Work request: Write out everything from the start of the records down to the line containing "positive clicks: (127, 191) (143, 198)", including that line, and nothing more.

Task input:
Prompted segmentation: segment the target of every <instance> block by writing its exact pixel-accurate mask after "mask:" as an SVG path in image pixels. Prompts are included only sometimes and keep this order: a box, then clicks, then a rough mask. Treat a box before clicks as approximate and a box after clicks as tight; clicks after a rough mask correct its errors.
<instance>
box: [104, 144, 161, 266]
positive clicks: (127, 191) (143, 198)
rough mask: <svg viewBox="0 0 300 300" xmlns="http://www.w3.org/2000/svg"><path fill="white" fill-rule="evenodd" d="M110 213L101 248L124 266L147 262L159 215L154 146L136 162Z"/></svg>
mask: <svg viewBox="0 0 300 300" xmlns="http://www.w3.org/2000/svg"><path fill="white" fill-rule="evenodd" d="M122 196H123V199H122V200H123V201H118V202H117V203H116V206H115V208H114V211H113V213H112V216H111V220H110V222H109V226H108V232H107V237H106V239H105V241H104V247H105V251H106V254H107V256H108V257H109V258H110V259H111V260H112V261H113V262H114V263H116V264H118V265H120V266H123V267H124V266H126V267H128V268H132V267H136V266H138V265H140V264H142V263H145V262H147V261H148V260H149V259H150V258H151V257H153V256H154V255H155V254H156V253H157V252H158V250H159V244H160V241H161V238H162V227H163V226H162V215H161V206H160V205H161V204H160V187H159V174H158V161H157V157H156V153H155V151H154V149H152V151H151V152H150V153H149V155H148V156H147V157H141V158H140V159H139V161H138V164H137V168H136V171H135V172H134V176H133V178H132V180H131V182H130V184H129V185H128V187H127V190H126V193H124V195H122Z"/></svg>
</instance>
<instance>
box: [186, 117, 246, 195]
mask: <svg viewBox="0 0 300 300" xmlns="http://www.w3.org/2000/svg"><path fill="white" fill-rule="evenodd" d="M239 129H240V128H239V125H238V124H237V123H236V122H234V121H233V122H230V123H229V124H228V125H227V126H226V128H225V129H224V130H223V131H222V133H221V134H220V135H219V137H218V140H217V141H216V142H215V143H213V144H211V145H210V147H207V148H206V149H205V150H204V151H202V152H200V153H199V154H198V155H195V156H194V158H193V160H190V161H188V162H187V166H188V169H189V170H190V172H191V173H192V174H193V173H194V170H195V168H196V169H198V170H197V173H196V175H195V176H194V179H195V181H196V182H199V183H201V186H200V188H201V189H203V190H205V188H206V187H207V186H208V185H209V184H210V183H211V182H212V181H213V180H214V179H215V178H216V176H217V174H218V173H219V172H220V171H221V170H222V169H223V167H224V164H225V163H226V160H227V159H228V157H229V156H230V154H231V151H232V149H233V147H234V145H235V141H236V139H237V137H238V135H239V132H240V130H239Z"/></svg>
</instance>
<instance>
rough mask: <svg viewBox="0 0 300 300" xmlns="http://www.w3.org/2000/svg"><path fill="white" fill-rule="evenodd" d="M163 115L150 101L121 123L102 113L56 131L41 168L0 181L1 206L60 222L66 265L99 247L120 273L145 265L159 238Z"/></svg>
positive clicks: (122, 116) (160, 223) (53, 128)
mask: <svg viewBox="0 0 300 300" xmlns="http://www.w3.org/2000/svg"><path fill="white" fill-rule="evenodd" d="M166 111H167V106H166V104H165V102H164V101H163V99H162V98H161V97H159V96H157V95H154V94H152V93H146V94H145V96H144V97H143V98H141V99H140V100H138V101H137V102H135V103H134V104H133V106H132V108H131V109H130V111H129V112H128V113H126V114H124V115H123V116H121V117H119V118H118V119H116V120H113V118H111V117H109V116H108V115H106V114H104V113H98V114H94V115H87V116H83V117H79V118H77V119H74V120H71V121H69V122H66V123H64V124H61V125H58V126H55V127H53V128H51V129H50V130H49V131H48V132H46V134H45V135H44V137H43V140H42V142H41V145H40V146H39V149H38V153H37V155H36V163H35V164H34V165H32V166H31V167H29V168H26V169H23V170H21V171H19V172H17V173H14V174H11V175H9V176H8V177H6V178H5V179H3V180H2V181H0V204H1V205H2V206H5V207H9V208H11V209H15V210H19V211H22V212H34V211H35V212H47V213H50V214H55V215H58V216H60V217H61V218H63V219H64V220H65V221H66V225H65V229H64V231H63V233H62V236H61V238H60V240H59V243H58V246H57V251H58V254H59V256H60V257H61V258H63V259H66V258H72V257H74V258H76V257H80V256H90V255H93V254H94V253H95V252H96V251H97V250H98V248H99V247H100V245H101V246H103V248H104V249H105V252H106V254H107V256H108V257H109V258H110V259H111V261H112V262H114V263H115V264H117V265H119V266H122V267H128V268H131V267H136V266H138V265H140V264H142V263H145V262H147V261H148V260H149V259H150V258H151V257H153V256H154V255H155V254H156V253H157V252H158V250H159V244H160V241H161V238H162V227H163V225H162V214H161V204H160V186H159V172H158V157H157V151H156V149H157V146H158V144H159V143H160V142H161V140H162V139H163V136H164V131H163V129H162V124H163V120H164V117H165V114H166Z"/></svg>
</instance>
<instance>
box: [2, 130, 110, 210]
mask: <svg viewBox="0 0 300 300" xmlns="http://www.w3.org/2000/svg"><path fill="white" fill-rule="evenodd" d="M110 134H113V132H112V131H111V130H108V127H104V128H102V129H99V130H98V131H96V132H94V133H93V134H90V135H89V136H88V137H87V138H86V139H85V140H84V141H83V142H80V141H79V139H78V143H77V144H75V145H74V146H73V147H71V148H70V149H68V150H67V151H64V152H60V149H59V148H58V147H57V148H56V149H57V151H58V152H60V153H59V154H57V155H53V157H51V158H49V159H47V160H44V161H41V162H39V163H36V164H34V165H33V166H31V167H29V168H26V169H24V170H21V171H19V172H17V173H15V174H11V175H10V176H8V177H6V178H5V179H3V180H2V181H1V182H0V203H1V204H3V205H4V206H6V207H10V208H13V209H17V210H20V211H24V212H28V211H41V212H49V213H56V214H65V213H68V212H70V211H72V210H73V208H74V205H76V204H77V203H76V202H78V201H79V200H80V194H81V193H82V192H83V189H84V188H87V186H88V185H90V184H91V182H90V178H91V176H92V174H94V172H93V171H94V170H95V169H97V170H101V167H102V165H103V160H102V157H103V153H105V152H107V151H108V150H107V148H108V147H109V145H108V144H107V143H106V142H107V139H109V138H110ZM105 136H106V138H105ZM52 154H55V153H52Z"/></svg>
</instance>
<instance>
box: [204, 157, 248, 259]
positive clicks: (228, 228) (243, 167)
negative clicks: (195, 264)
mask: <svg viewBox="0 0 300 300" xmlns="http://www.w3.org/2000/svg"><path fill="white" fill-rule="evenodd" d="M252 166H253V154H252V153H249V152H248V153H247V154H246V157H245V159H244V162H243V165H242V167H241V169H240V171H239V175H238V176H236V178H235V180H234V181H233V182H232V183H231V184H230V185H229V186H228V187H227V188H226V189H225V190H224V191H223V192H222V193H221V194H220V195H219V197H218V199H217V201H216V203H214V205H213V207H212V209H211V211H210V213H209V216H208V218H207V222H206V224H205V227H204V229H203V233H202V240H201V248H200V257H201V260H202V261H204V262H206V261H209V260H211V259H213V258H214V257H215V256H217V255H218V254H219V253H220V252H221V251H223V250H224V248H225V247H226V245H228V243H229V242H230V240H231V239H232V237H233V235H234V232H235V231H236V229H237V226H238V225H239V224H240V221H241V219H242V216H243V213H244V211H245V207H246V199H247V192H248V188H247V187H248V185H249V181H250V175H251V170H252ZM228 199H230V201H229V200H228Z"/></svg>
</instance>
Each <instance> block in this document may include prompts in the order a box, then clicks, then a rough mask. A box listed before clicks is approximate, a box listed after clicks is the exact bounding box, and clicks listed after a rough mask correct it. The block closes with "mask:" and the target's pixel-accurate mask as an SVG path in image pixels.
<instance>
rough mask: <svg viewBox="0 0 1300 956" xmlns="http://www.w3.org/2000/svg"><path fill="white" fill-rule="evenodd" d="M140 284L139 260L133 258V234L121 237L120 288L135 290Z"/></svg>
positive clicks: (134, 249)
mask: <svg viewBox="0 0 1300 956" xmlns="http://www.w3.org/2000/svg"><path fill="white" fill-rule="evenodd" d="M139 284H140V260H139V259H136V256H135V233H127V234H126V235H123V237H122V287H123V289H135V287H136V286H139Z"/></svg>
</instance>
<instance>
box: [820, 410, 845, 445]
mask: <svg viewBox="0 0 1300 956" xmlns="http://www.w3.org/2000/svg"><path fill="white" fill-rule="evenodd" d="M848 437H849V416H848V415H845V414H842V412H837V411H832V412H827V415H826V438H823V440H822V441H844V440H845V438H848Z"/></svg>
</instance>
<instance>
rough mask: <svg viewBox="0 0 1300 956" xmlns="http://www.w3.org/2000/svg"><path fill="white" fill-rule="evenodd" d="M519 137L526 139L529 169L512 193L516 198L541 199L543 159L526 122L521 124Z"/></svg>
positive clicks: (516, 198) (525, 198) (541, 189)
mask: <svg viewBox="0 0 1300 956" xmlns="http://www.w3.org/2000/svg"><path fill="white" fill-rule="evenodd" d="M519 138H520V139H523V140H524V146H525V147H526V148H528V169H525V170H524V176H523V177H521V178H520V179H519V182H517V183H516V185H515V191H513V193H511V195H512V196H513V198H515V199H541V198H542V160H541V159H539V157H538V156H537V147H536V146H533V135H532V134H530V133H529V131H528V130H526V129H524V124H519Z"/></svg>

Response to this exercise:
Prompted segmentation: segment the target of every <instance> block by writing its exact pixel-accurate mask after "mask:" as an SVG path in image pixels. Prompts are included only sometimes and keep this order: a box, then clicks, then a rough mask. Treat a box before clicks as approximate and a box after clicks as tight; clicks after a rough mask correct its errors.
<instance>
box: [104, 144, 161, 266]
positive clicks: (127, 191) (143, 198)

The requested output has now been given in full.